** START OF DOCUMENT SEGMENT **
VPS crashes with the dreaded oom message....

craigiri

Well-known member
My 1G debian VPS (running XF and WP - light traffic site and small db) crashes once every couple of weeks - seems to be arbitrary, as neither the load, traffic or CPU use is ever heavy. Basically it hangs up and shows an incredibly heavy load until mysql is shut down manually and then restarted. But it's not (IMHO) mysql running out of memory - just that the whole systems seems to panic and overload.

The OOM message shows that Apache get it.....
"apache2 invoked oom-killer"

This happened before I doubled the RAM - and I also use caches for the wordpress and flush RAM once in a while. In other words, I never see the system eating up available memory - the error seems to come out of nowhere....

Looking around the web, I saw some folks mention that it could be a fault of Linux stock settings - that they are not overcommitting:
http://www.hskupin.info/2010/06/17/how-to-fix-the-oom-killer-crashe-under-linux/comment-page-1/

Anyone else have experience with this syndrome? It seems that if it were default behavior in Linux, it would be happening to lots of people!
 
Do you have any active monitoring on the VPS, so you can see how RAM is being used over time?

I'd suggest sticking your VPS on here while it's still in free open beta: https://nodequery.com/

Then you can at least monitor it's usage over time, and see if it does tie in with anything:

upload_2014-3-26_8-46-31.webp

EDIT: I also take it you don't have any swap for things to be getting killed off with OOM errors, or you are also using all your swap up.
 
Found your problem! ;)
Really? :p
These show some down time due to being recently created on my ProxMox server (which, by the way uses Debian as it's core :whistle: ) and being rebooted during testing. The one that has been up for 30 days was rebooted after I installed CSF and wanted to make sure that I had not completely locked myself out upon a reboot of the server (which I had done before). Before that it had been up for 138 days. Most of the VPS's are using OpenLiteSpeed now for the httpd server.

screenshot.webp screenshot1.webp
 
I'll get my coat :)
** END OF DOCUMENT SEGMENT **
▶ **CHALLENGES**
- A) Transcribe part of the thread on VPS out-of-memory crashes, beginning at the words "upload_2014-3-26_8-46-31.webp" and stopping after "your swap up.".
- B) Pick up the thread on VPS out-of-memory crashes after its last post and write what comes next.
** START OF MATERIAL **
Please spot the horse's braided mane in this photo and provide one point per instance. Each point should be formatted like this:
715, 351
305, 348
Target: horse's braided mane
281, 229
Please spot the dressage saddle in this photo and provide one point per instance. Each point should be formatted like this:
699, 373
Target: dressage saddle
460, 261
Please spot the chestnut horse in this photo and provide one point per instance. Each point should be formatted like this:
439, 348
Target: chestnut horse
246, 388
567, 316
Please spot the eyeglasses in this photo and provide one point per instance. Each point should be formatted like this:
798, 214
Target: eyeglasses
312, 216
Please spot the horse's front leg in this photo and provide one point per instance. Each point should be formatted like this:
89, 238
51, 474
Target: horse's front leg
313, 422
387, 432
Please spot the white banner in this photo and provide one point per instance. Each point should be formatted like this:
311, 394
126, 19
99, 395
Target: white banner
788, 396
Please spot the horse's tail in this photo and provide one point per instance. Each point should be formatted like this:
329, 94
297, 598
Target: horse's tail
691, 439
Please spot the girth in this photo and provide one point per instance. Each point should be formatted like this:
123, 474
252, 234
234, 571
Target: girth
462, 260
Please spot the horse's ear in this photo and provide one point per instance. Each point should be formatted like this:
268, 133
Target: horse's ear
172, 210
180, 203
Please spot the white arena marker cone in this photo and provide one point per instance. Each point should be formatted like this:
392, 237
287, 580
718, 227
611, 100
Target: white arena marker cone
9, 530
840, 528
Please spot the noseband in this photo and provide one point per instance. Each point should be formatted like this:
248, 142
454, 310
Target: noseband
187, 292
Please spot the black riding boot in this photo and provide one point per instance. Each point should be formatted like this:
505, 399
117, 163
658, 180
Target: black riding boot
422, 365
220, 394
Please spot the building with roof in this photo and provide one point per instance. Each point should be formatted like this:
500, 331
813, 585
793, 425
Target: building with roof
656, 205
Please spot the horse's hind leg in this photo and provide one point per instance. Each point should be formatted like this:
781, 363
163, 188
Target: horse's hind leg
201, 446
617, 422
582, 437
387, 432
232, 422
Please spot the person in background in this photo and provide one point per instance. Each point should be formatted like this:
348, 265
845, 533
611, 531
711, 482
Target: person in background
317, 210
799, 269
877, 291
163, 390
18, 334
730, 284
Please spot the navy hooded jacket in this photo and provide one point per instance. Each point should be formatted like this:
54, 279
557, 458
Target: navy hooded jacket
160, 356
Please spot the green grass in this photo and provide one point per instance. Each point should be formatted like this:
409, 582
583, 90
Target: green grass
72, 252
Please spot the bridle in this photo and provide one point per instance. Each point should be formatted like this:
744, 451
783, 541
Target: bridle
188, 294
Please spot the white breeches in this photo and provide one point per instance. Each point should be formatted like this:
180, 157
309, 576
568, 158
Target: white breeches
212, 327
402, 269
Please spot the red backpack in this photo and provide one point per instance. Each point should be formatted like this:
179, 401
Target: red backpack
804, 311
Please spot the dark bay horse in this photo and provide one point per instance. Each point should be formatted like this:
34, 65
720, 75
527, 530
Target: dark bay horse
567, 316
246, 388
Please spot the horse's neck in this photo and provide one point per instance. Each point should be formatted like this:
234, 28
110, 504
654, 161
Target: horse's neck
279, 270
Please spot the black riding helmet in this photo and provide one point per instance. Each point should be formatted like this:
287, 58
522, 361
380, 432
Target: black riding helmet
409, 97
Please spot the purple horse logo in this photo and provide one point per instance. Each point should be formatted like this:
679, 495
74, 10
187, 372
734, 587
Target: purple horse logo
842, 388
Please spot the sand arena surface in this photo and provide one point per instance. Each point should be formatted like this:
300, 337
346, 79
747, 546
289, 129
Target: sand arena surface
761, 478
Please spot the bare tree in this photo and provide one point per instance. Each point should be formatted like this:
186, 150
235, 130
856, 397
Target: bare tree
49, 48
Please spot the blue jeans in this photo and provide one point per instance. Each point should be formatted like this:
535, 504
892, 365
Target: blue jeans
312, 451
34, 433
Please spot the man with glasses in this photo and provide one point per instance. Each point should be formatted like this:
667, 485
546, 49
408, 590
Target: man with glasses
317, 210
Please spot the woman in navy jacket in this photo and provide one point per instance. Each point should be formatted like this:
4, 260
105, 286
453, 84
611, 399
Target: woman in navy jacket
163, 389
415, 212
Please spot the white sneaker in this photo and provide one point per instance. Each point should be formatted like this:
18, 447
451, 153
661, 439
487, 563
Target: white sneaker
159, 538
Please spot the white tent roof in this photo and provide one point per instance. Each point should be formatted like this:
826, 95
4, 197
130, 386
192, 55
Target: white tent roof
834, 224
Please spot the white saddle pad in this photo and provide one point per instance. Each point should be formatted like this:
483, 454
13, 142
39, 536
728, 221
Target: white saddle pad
** END OF MATERIAL **
▶ **REPLIES**
- A)
upload_2014-3-26_8-46-31.webp

EDIT: I also take it you don't have any swap for things to be getting killed off with OOM errors, or you are also using all your swap up.

- B)
Just as long as you take your boots along also. :D
It might get deep when you go talking OS's! Food Fight!!!

Though in my defence, one of my CentOS servers is coming up on 5 years uptime I think, I had one that was longer but a drive failure meant it had to be powered off for a replacement :(
Usually the only time I reboot is when a kernel update comes out. I just can't leave 'em well enough alone. Also, instead of doing a snapshot of my VPS's when I back then up I do a stop of the VPS (it's only down for about 20 seconds) but it reflects as the server being shut down - which it is in fact.
 
Memory is plenty free - swap is there but not used very much.....

Only programs are the usual - mostly apache and mysql......

As I said, it doesn't seem to be anything in the normal course of affairs - I even flush the caches regularly. Memory seems to be using about 1/2 the ram and no traffic or cron or anything else seems to be happening at the time it crashes.

Here is a top screen shot - as you can see, it's not really a busy server. Based on stats, it's usually not being called on at all or perhaps delivering one page - two at the most.

Screen Shot 2014-03-26 at 9.38.02 AM.webp
 
What are the actual logs showing? Not the OOM message, but the actual VPS logs.

I'm not sure where those logs are......if they are the messages, they show almost nothing until the oom, then all kinds of things afterward (stats, memory stuff)...but that's after the panic.

I installed the monitor suggested above and will see if it reports anything on the next crash (or before).
 
I'm not sure where those logs are......if they are the messages, they show almost nothing until the oom, then all kinds of things afterward (stats, memory stuff)...but that's after the panic.

I installed the monitor suggested above and will see if it reports anything on the next crash (or before).


Yes...that's more or less the logs I was referring to. You won't always find something in there, unfortunately.

I honestly don't think this is all that mysterious, if your hearth.com forum is hosted there. You only have 1/2 gig of free RAM, and your forum seems reasonably busy. Apache is what's being killed off, which usually means that is the resource that is using the most memory (processes are usually killed off in order of resource usage, when you start getting OOM errors).

If your hearth.com forum isn't hosted there, I'm honestly at a loss as to what might be causing this, outside of a minor "DDoS attack" of sorts, or bots visiting your site en masse.
 
Hearth.com is on a dedicated server and has never crashed....

This is the drone site which receives about 250-400 page views per hour at max. Load is rarely above .1 - yes, that's point 1, and CPU use of the single VPS slice is usually 0-15%. Total data is quite small in the db's.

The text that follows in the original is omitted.